» Given instruction
Copy the lines below word for word, starting at the line that contains "Mark the man's forearm." and ending at the line that contains "xmin=345 ymin=579 xmax=467 ymax=678", both included.

» Data provided
--- START ---

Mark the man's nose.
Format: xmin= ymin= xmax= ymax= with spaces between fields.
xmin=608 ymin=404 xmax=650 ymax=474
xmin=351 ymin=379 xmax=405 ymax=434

--- END ---
--- START ---

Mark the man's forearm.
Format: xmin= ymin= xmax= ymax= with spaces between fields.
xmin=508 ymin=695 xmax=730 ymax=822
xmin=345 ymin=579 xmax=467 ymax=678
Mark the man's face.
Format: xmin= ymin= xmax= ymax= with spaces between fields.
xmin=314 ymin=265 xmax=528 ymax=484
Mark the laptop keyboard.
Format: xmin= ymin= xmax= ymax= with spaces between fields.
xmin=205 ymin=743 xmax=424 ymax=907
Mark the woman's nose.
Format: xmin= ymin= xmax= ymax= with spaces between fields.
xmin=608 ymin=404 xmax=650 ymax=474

--- END ---

» The output
Mark the man's forearm.
Format: xmin= ymin= xmax= ymax= with spaces between fields.
xmin=508 ymin=695 xmax=730 ymax=822
xmin=345 ymin=579 xmax=467 ymax=678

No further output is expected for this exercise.